• OBJECTIVE A
In two sentences, summarize the forum thread about Animal Crossing.
• OBJECTIVE B
According to the forum thread about Animal Crossing, who is the producer that GameTrailers was going to interview?
• OBJECTIVE C
Go on with the forum thread about Animal Crossing, starting after its final post.

---------- SOURCE EXTRACT

I want to make sure that you know that the Animal Crossing franchise is still very important to Nintendo, which is why it is one of the games featured in the upcoming Nintendo Land game for the Wii U (http://e3.nintendo.com/games/#/wiiu/nintendo-land). While I know this wasn?t the answer you were hoping for, I appreciate your enthusiasm for the Animal Crossing series.

*
*
Sincerely,
*
Shane O'Neil
Nintendo of America Inc.


----------



## WhitneyLeigh23 (Jun 8, 2012)

Bidoof said:


> Do you really have to post everywhere "I want the game"



sorry i was just speaking my opinion, and I only said it that once


----------



## JKDOS (Jun 8, 2012)

I can't believe after 2 years they have nothing to show or talk about.


----------



## Volvagia (Jun 8, 2012)

I guess Nintendo will release it when they wanna, I'm I sure I wouldn't do much good complaining about it


----------



## Solar (Jun 8, 2012)

RisingSun said:


> Not the answer I wanted, Nintendo....I don't care about a game that the console hasn't even been released for, I want the game for the console I already have:
> 
> -copied-
> 
> ...



I literally got the same exact email from them. Word for word.


----------



## Jai (Jun 8, 2012)

Tbh, you can't blame Nintendo for doing a bit of marketing. They need to do it. Even though they have been able to stay on top of the gaming industry largely for a long time without having to do much, now they are beginning to slip so it is essential now that they really spend time and consideration into how they are going to market their products.

At the end of the day, Nintendo is a company, and needs to make money like any company, so people need to chill out and allow Nintendo to get on with being an economical system. Nintendo will release Animal Crossing when it will sell best, whenever that may be. I agree with Bidoof, there are other games to play. BLASPHEMY!


----------



## WhitneyLeigh23 (Jun 8, 2012)

Benmjy said:


> I literally got the same exact email from them. Word for word.



I did too. they're getting so much emails for it probably, they they made one to send back to al of them.


----------



## strucked (Jun 8, 2012)

Okay guys calm down. Apparently gametrailers (the site that was at e3) is apparently going to have a live stream of their interview with Katsuya Eguchi (the producer of animal crossing & wii U). Well the interview is supposed to be about the Wii U but since gametrailers was bombarded with requests to ask about animal crossing 3DS they decided that they are going to ask him about what's going on with the game. However, I don't really know if this is true or not so check back on the animal crossing 3ds page in gametrailers today.

--------------------
---------- STORED ROWS

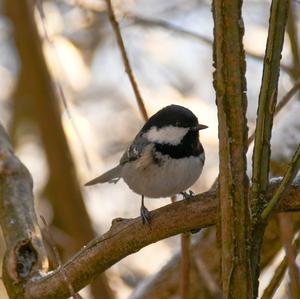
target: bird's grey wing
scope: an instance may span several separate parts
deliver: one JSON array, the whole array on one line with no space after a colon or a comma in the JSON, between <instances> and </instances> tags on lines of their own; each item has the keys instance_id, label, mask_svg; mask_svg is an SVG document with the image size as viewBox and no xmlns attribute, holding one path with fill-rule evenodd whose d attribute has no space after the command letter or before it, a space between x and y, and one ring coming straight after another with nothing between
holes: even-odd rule
<instances>
[{"instance_id":1,"label":"bird's grey wing","mask_svg":"<svg viewBox=\"0 0 300 299\"><path fill-rule=\"evenodd\" d=\"M149 144L149 141L138 134L133 140L132 144L128 147L127 151L123 154L120 159L120 165L125 163L132 162L141 157L144 148Z\"/></svg>"},{"instance_id":2,"label":"bird's grey wing","mask_svg":"<svg viewBox=\"0 0 300 299\"><path fill-rule=\"evenodd\" d=\"M122 165L118 165L107 172L101 174L100 176L96 177L95 179L87 182L85 186L91 186L95 184L101 184L101 183L116 183L120 177L121 177L121 170L122 170Z\"/></svg>"},{"instance_id":3,"label":"bird's grey wing","mask_svg":"<svg viewBox=\"0 0 300 299\"><path fill-rule=\"evenodd\" d=\"M145 146L148 144L149 141L146 138L143 138L141 134L137 135L127 151L121 157L120 164L118 166L87 182L85 186L106 182L116 183L121 177L123 165L125 163L137 160L142 155Z\"/></svg>"}]
</instances>

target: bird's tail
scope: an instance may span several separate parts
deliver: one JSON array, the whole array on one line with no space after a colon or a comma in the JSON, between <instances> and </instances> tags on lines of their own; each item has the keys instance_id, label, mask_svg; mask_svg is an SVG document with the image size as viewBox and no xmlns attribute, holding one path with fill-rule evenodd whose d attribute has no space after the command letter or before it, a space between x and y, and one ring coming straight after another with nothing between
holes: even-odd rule
<instances>
[{"instance_id":1,"label":"bird's tail","mask_svg":"<svg viewBox=\"0 0 300 299\"><path fill-rule=\"evenodd\" d=\"M101 174L100 176L96 177L95 179L85 183L85 186L91 186L91 185L95 185L95 184L102 184L102 183L116 183L121 176L121 169L122 166L118 165L114 168L112 168L111 170Z\"/></svg>"}]
</instances>

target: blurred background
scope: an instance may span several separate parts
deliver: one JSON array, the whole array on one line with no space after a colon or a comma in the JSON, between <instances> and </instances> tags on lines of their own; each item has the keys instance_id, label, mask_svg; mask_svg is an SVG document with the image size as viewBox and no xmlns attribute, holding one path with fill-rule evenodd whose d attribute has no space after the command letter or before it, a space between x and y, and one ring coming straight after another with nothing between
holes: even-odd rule
<instances>
[{"instance_id":1,"label":"blurred background","mask_svg":"<svg viewBox=\"0 0 300 299\"><path fill-rule=\"evenodd\" d=\"M37 213L46 218L65 260L109 229L112 219L139 215L140 197L122 181L90 188L83 185L118 162L144 120L104 1L23 2L0 1L0 120L33 176ZM208 190L218 174L211 2L115 0L113 5L149 115L176 103L191 109L200 123L208 125L209 129L201 132L206 165L192 188L195 193ZM249 133L255 126L269 7L270 1L263 0L248 0L243 5ZM299 1L291 1L291 8L278 99L300 78ZM274 176L283 173L300 140L299 95L296 93L274 122ZM252 147L249 174L251 153ZM166 198L146 199L146 206L152 210L169 202ZM287 218L294 229L299 228L299 215ZM275 219L270 247L276 250L266 262L271 266L263 273L262 289L284 255L279 224L280 219ZM207 241L212 234L212 229L201 231L193 236L193 242L201 250L216 250L215 243ZM3 241L0 246L3 253ZM51 242L48 247L51 257ZM155 275L179 247L178 237L148 246L114 265L81 294L84 298L144 298L132 293L133 289ZM286 277L274 298L287 298L287 285ZM173 292L164 298L176 296ZM0 297L6 298L3 287Z\"/></svg>"}]
</instances>

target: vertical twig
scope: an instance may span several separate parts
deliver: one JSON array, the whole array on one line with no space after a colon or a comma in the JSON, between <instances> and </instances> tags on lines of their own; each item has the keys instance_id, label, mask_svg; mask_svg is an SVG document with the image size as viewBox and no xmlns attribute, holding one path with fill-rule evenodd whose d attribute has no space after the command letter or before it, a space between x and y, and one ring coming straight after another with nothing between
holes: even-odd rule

--------------------

• EXPECTED OUTPUT A
An email from Nintendo of America says the Animal Crossing franchise is still very important to Nintendo, which is why it appears in the upcoming Nintendo Land game for the Wii U, while admitting this wasn't the answer the recipient hoped for. Forum members react in different ways: two say they received the same email word for word, one argues Nintendo needs to market its products and will release Animal Crossing when it will sell best, and another reports that GameTrailers apparently plans to ask producer Katsuya Eguchi about Animal Crossing 3DS.

• EXPECTED OUTPUT B
Katsuya Eguchi.

• EXPECTED OUTPUT C
Source #1 : https://twitter.com/SideMission/status/210791177644032000

Source #2 : "I'm just going by the people at ACC talking about it. One guy says he emailed GT and they replied saying to check back at Animal Crossing 3DS Video Game | Reviews, Trailers & Interviews | GameTrailers.com for the interview when it goes live" - Animal crossing community. (This guy emailed gametrailers as well).


----------



## Kaiaa (Jun 8, 2012)

strucked said:


> Okay guys calm down. Apparently gametrailers (the site that was at e3) is apparently going to have a live stream of their interview with Katsuya Eguchi (the producer of animal crossing & wii U). Well the interview is supposed to be about the Wii U but since gametrailers was bombarded with requests to ask about animal crossing 3DS they decided that they are going to ask him about what's going on with the game. However, I don't really know if this is true or not so check back on the animal crossing 3ds page in gametrailers today.
> 
> Source #1 : https://twitter.com/SideMission/status/210791177644032000
> 
> Source #2 : "I'm just going by the people at ACC talking about it. One guy says he emailed GT and they replied saying to check back at Animal Crossing 3DS Video Game | Reviews, Trailers & Interviews | GameTrailers.com for the interview when it goes live" - Animal crossing community. (This guy emailed gametrailers as well).




Any idea when the interview may happen?


----------



## Jake (Jun 8, 2012)

RisingSun said:


> Not the answer I wanted, Nintendo....I don't care about a game that the console hasn't even been released for, I want the game for the console I already have:
> 
> -copied-
> 
> ...


Because like I said, Nintendo America < Nintendo Japan




WhitneyLeigh23 said:


> sorry i was just speaking my opinion, and I only said it that once


more like 50



traceguy said:


> I can't believe after 2 years they have nothing to show or talk about.


get believing



Volvagia said:


> I guess Nintendo will release it when they wanna, I'm I sure I wouldn't do much good complaining about it


yes this.



Benmjy said:


> I literally got the same exact email from them. Word for word.


well duh everyones complaining about it obv they're gonna send the exact same thing because they're getting ****ty at people not having patience.



Jai said:


> Tbh, you can't blame Nintendo for doing a bit of marketing. They need to do it. Even though they have been able to stay on top of the gaming industry largely for a long time without having to do much, now they are beginning to slip so it is essential now that they really spend time and consideration into how they are going to market their products.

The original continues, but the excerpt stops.